[RECORD EXCERPTS start]

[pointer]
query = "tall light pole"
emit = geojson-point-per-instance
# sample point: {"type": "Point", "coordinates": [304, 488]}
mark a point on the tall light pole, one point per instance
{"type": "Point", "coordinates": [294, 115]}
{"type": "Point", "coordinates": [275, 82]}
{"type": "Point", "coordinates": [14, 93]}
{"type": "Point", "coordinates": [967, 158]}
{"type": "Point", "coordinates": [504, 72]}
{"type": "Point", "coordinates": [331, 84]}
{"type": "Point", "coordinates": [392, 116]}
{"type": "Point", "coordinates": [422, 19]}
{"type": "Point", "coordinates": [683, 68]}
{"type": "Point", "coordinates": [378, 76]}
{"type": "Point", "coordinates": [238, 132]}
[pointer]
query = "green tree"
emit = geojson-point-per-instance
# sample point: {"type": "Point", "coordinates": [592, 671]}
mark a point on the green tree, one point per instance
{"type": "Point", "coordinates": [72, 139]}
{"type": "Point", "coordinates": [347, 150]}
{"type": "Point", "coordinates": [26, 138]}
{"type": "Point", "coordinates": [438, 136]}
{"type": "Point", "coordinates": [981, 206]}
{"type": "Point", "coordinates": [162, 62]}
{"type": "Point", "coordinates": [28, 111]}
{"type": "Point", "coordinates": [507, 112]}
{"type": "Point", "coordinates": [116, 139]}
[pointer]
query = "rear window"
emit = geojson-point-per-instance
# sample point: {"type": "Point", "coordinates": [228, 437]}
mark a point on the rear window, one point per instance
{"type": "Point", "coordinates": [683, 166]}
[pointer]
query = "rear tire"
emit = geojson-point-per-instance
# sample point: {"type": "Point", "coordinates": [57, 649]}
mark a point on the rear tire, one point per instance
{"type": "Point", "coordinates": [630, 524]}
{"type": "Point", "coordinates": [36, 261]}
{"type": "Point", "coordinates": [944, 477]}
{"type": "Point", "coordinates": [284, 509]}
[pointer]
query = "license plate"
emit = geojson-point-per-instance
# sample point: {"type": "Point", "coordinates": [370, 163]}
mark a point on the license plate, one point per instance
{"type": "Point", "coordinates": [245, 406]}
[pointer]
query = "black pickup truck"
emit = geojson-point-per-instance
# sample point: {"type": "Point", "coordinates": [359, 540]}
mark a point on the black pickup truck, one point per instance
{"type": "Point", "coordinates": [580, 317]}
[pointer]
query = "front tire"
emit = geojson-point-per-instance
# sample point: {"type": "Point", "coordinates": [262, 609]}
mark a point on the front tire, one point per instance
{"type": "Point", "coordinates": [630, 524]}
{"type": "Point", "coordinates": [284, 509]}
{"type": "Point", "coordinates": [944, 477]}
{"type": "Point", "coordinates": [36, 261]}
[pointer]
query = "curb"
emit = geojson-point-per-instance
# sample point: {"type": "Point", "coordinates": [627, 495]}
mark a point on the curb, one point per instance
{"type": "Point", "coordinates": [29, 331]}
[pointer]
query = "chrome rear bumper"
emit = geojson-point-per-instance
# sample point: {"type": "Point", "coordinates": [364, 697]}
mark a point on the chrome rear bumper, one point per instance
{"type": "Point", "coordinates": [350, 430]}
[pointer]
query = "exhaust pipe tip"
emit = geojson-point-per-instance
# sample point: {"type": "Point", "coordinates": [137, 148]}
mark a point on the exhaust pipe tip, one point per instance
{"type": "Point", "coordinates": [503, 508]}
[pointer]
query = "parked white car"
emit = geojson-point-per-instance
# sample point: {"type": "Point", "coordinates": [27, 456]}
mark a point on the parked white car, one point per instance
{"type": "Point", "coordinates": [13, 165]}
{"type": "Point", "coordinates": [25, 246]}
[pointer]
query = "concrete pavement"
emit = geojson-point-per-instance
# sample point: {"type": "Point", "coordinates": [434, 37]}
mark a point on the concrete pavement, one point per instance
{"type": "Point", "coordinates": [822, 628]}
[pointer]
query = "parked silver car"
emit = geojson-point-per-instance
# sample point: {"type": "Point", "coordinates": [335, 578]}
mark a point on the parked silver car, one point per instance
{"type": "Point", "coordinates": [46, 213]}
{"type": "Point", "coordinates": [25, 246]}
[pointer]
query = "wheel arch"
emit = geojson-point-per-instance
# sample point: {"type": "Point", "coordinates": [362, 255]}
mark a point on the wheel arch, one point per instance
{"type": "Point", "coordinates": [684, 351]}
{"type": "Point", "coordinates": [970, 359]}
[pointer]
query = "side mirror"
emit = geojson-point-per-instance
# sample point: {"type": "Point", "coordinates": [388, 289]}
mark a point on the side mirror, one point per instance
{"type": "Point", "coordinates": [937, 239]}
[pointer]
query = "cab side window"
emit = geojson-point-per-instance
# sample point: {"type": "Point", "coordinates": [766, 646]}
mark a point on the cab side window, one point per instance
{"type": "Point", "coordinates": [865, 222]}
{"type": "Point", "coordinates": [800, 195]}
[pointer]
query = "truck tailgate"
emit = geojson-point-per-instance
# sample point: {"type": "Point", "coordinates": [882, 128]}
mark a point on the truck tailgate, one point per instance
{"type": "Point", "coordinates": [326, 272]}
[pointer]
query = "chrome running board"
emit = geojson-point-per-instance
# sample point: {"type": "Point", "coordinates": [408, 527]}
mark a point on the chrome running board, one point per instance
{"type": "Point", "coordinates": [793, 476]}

[RECORD EXCERPTS end]

_AIM OF THE EXERCISE_
Can you give every line above again, exactly as written?

_COMPLETED EXERCISE_
[pointer]
query = "tall light pole"
emit = geojson-point-per-instance
# sample point: {"type": "Point", "coordinates": [304, 488]}
mark a point on the tall light pole, one point per instance
{"type": "Point", "coordinates": [294, 115]}
{"type": "Point", "coordinates": [275, 82]}
{"type": "Point", "coordinates": [14, 93]}
{"type": "Point", "coordinates": [967, 158]}
{"type": "Point", "coordinates": [504, 72]}
{"type": "Point", "coordinates": [331, 84]}
{"type": "Point", "coordinates": [392, 116]}
{"type": "Point", "coordinates": [422, 19]}
{"type": "Point", "coordinates": [683, 68]}
{"type": "Point", "coordinates": [378, 76]}
{"type": "Point", "coordinates": [238, 132]}
[pointer]
query = "green tree"
emit = geojson-point-per-instance
# sample point: {"type": "Point", "coordinates": [592, 671]}
mark a point on the green tree, one point per instance
{"type": "Point", "coordinates": [72, 139]}
{"type": "Point", "coordinates": [347, 150]}
{"type": "Point", "coordinates": [26, 138]}
{"type": "Point", "coordinates": [438, 136]}
{"type": "Point", "coordinates": [981, 206]}
{"type": "Point", "coordinates": [162, 62]}
{"type": "Point", "coordinates": [28, 111]}
{"type": "Point", "coordinates": [507, 112]}
{"type": "Point", "coordinates": [116, 139]}
[pointer]
query = "rear window"
emit = geojson-point-per-instance
# sample point: {"type": "Point", "coordinates": [228, 437]}
mark a point on the rear window, one point per instance
{"type": "Point", "coordinates": [683, 166]}
[pointer]
query = "rear tire"
emit = geojson-point-per-instance
# sample point: {"type": "Point", "coordinates": [57, 649]}
mark a point on the rear tire, one point per instance
{"type": "Point", "coordinates": [630, 524]}
{"type": "Point", "coordinates": [36, 261]}
{"type": "Point", "coordinates": [944, 477]}
{"type": "Point", "coordinates": [284, 509]}
[pointer]
query = "license plate"
emit = geojson-point-per-instance
# sample point: {"type": "Point", "coordinates": [370, 163]}
mark a point on the license plate, one point per instance
{"type": "Point", "coordinates": [245, 406]}
[pointer]
query = "black pickup truck"
emit = geojson-point-per-instance
# sample point: {"type": "Point", "coordinates": [359, 540]}
mark a point on the black pickup truck, one point per instance
{"type": "Point", "coordinates": [580, 317]}
[pointer]
query = "front tire"
emit = geojson-point-per-instance
# sample point: {"type": "Point", "coordinates": [262, 609]}
mark a point on the front tire, one point per instance
{"type": "Point", "coordinates": [630, 524]}
{"type": "Point", "coordinates": [284, 509]}
{"type": "Point", "coordinates": [944, 477]}
{"type": "Point", "coordinates": [36, 261]}
[pointer]
query = "curb"
emit = geojson-point-per-instance
# sample point: {"type": "Point", "coordinates": [627, 495]}
mark a point on the curb, one point per instance
{"type": "Point", "coordinates": [29, 331]}
[pointer]
query = "chrome rear bumper"
emit = geojson-point-per-instance
# sample point: {"type": "Point", "coordinates": [364, 697]}
mark a point on the chrome rear bumper, one point per instance
{"type": "Point", "coordinates": [350, 430]}
[pointer]
query = "exhaust pipe tip"
emit = geojson-point-per-instance
# sample point: {"type": "Point", "coordinates": [137, 148]}
mark a point on the exhaust pipe tip, one point per instance
{"type": "Point", "coordinates": [503, 508]}
[pointer]
query = "parked white car"
emit = geojson-point-per-instance
# sample point: {"type": "Point", "coordinates": [27, 456]}
mark a point on the parked white car, one point per instance
{"type": "Point", "coordinates": [13, 165]}
{"type": "Point", "coordinates": [25, 246]}
[pointer]
query = "concrete pavement"
emit = geojson-point-per-instance
# sample point: {"type": "Point", "coordinates": [434, 37]}
mark a point on the concrete pavement, one point per instance
{"type": "Point", "coordinates": [822, 628]}
[pointer]
query = "parked silver car"
emit = geojson-point-per-instance
# sample point: {"type": "Point", "coordinates": [335, 578]}
mark a point on the parked silver car, one point per instance
{"type": "Point", "coordinates": [46, 213]}
{"type": "Point", "coordinates": [25, 246]}
[pointer]
query = "wheel arch"
emit = geojson-point-per-instance
# sample point: {"type": "Point", "coordinates": [362, 255]}
mark a point on the wheel arch, one point per instance
{"type": "Point", "coordinates": [684, 351]}
{"type": "Point", "coordinates": [970, 359]}
[pointer]
query = "side mirror"
emit = geojson-point-per-instance
# sample point: {"type": "Point", "coordinates": [388, 289]}
mark a point on the side mirror, one point per instance
{"type": "Point", "coordinates": [937, 239]}
[pointer]
query = "cab side window"
emit = geojson-point-per-instance
# sample point: {"type": "Point", "coordinates": [766, 646]}
mark a point on the cab side window, one point per instance
{"type": "Point", "coordinates": [865, 222]}
{"type": "Point", "coordinates": [800, 195]}
[pointer]
query = "truck tailgate"
emit = geojson-point-per-instance
# sample point: {"type": "Point", "coordinates": [882, 128]}
mark a point on the truck tailgate, one point per instance
{"type": "Point", "coordinates": [326, 272]}
[pointer]
query = "chrome running board"
emit = geojson-point-per-instance
# sample point: {"type": "Point", "coordinates": [408, 527]}
mark a point on the chrome running board, one point per instance
{"type": "Point", "coordinates": [793, 476]}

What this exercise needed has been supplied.